* **Problem to solve**
Beginning with the line that contains "# drop a dot on every instance of the mast flag", copy each remaining line of the data below exactly.

* **Exercise inputs**
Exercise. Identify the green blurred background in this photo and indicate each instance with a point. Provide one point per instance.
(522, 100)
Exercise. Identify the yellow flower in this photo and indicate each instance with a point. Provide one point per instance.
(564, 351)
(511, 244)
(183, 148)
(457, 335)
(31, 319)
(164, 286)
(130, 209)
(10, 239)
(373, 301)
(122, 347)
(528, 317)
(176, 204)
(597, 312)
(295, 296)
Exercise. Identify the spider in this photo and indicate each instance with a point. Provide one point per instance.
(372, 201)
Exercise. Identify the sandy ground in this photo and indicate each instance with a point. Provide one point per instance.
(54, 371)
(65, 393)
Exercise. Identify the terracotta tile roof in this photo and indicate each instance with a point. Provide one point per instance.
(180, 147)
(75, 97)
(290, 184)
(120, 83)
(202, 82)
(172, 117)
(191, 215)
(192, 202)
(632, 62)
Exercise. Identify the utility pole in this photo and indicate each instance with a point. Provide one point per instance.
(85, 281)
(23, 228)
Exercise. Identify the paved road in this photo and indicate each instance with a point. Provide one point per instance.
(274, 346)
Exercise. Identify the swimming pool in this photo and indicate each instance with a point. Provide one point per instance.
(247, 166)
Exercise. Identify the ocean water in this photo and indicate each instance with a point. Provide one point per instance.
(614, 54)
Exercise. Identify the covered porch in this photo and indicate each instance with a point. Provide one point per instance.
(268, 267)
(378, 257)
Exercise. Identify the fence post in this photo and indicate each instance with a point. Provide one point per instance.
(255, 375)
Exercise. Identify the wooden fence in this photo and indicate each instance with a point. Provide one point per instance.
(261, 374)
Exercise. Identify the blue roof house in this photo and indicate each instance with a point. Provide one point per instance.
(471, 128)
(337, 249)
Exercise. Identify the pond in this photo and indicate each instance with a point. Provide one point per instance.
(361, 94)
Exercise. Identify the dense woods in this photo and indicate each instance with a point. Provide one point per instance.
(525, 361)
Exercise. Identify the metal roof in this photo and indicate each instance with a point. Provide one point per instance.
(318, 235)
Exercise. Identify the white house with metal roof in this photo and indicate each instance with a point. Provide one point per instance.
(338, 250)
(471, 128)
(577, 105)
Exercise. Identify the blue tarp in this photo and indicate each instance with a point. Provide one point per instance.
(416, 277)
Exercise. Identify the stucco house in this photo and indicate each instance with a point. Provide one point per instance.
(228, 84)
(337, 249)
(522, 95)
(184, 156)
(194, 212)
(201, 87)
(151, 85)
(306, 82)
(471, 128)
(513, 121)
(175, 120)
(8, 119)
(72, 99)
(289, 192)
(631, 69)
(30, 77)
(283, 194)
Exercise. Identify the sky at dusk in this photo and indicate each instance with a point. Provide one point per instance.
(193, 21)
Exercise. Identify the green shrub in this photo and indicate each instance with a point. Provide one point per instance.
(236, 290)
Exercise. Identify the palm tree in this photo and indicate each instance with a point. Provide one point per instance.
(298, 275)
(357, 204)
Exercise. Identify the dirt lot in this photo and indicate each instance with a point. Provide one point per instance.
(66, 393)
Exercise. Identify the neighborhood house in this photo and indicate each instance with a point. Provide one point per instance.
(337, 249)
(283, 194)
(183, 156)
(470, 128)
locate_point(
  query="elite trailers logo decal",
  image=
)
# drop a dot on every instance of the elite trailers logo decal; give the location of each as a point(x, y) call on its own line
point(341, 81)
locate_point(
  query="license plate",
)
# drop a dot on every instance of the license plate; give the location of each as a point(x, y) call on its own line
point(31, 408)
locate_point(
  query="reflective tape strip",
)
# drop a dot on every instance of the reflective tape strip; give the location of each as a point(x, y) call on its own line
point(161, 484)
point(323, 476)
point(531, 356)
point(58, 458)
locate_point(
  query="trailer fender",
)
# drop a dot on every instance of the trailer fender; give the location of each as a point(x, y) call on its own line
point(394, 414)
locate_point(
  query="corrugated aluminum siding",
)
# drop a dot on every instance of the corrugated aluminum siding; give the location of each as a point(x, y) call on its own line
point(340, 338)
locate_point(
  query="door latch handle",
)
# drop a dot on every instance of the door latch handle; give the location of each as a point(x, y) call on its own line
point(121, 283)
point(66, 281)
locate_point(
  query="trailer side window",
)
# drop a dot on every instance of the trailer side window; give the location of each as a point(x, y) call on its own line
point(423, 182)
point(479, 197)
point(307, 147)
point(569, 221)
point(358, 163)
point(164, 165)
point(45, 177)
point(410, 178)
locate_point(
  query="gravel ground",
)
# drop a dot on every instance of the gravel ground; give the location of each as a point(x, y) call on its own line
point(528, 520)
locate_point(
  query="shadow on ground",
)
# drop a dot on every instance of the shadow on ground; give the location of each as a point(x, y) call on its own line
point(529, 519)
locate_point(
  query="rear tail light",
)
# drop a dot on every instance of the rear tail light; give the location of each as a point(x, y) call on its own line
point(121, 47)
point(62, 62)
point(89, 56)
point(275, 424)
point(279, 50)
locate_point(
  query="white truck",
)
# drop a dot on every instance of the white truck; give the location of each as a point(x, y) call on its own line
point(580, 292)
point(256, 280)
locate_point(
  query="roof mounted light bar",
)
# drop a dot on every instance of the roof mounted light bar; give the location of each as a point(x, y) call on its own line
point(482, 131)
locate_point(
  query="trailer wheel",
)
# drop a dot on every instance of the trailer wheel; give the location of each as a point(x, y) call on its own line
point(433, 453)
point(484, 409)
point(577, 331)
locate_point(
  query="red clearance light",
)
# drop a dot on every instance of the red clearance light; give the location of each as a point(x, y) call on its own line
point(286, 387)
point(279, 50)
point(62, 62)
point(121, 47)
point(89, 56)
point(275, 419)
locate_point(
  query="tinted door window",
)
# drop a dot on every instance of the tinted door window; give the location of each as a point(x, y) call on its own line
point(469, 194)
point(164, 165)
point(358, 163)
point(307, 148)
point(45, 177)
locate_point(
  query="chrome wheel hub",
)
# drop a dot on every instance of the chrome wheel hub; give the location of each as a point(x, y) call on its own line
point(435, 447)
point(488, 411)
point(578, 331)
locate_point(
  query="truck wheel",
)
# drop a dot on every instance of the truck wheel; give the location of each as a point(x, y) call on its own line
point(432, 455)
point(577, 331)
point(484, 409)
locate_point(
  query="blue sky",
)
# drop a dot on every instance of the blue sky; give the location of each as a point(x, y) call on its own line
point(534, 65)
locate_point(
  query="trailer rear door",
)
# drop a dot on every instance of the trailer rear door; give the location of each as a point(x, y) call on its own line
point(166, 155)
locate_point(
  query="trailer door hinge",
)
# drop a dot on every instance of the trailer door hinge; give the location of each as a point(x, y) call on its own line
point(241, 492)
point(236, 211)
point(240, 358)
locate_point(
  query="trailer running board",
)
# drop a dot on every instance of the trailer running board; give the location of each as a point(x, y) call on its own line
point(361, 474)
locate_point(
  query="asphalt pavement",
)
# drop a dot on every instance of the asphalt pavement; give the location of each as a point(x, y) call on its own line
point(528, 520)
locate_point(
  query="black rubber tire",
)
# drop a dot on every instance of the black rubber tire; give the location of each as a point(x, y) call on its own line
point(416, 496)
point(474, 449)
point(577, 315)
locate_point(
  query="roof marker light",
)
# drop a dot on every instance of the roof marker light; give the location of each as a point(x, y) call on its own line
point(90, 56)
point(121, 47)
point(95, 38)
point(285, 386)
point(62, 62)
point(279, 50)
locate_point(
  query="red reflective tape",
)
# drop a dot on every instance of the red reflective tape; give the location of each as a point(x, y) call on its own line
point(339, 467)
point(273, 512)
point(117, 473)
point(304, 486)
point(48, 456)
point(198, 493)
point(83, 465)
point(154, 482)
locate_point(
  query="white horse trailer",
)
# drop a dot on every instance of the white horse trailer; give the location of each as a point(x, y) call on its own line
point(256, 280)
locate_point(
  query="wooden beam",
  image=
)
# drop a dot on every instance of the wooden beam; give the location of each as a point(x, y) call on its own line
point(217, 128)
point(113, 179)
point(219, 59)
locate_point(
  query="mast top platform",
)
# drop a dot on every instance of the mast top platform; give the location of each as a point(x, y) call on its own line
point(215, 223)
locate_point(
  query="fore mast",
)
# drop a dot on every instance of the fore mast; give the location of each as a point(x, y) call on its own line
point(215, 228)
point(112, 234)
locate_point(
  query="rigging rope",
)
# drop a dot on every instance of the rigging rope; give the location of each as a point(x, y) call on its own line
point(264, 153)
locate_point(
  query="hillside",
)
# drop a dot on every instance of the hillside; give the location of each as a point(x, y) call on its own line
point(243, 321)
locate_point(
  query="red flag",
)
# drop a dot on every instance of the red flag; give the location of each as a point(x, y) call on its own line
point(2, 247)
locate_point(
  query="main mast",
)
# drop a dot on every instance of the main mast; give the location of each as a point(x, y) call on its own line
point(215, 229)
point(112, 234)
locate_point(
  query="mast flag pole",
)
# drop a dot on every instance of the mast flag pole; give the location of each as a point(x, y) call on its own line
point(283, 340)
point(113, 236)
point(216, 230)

* **Expected output**
# drop a dot on every instance of the mast flag pole; give the location of each as a point(x, y) call on its own line
point(283, 340)
point(113, 236)
point(216, 230)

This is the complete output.